- EXCERPT PROVIDED:
□ □ □ □ □
Household Word: Excuuuuuse Me!

As a mother of three, I’ve discovered that the position doesn’t come with much power. Sure, I get to dictate bedtimes (theoretically), restrict screen time (hypothetically) and dole out snacks (continually), but the only real power I wield is with my pen. I’m not talking about this column, I’m talking about the notes I write to my children’s teachers.

My notes let my kid with the plantar’s wart skip gym, verify that the mediocre report card made it home and grant the budding thespian permission to participate in the elementary school play. My oldest son may have his drivers’ license, but he can’t go to the sewage treatment plant with his high school biology class – unless I say it’s OK. In writing. A note from me can create a bona fide illness out of the blahs or provide a credible alibi for a late English assignment.

Junior was unable to hand in his book report on Friday because of a family emergency.
Carol Band

That’s it. He’s off the hook. OK, the printer cartridge was out of ink, but in our house, that’s a family emergency.
□ □ □ □ □
- SUPPLIED INFORMATION:
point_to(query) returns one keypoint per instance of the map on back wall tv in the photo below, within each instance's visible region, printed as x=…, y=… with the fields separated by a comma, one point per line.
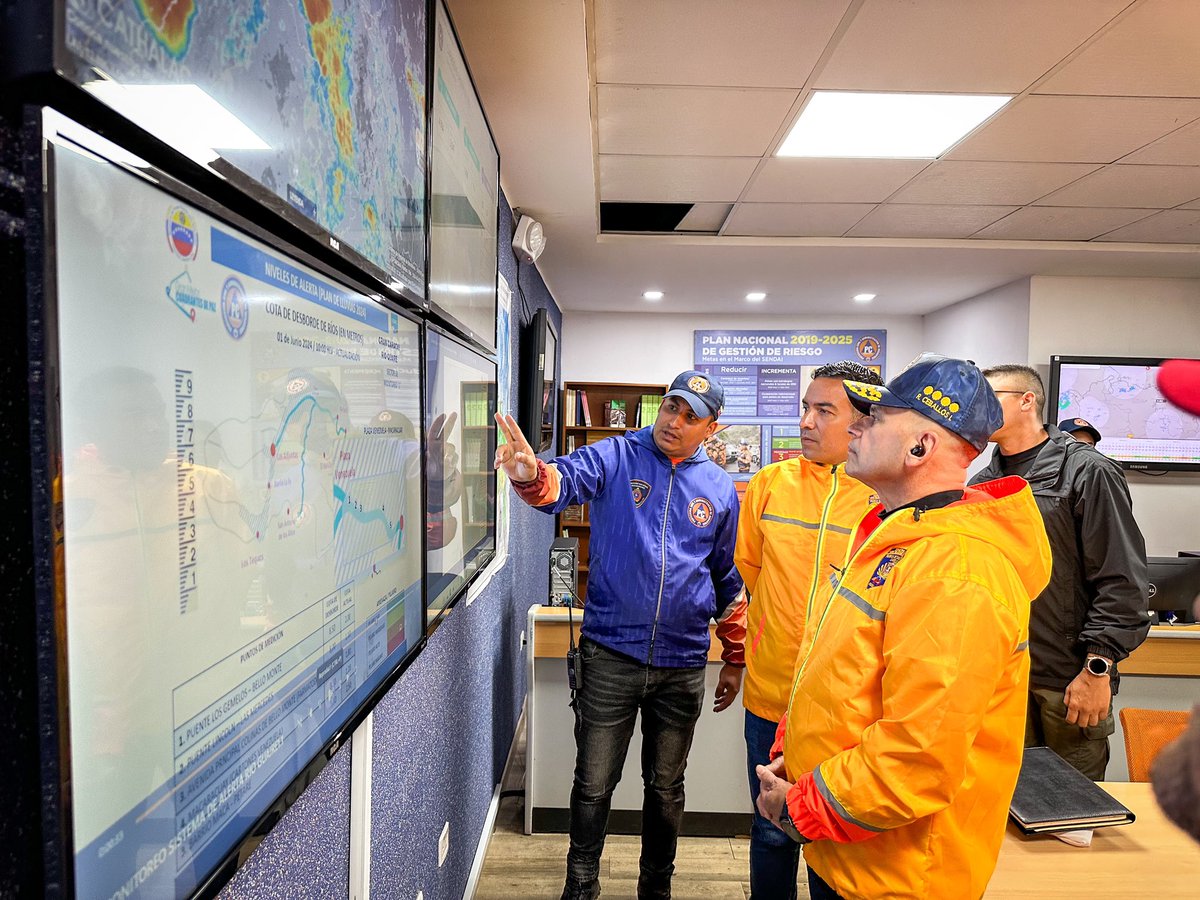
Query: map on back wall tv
x=333, y=95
□ □ □ □ □
- WHAT YOU NEED TO DO:
A) Copy word for word the passage of the column on writing notes to teachers, starting at "My notes let" and ending at "that’s a family emergency.".
B) According to the column on writing notes to teachers, why did Junior actually miss handing in his book report on Friday?

- SOLUTIONS TO THE TASKS:
A)
My notes let my kid with the plantar’s wart skip gym, verify that the mediocre report card made it home and grant the budding thespian permission to participate in the elementary school play. My oldest son may have his drivers’ license, but he can’t go to the sewage treatment plant with his high school biology class – unless I say it’s OK. In writing. A note from me can create a bona fide illness out of the blahs or provide a credible alibi for a late English assignment.

Junior was unable to hand in his book report on Friday because of a family emergency.
Carol Band

That’s it. He’s off the hook. OK, the printer cartridge was out of ink, but in our house, that’s a family emergency.

B) The printer cartridge was out of ink.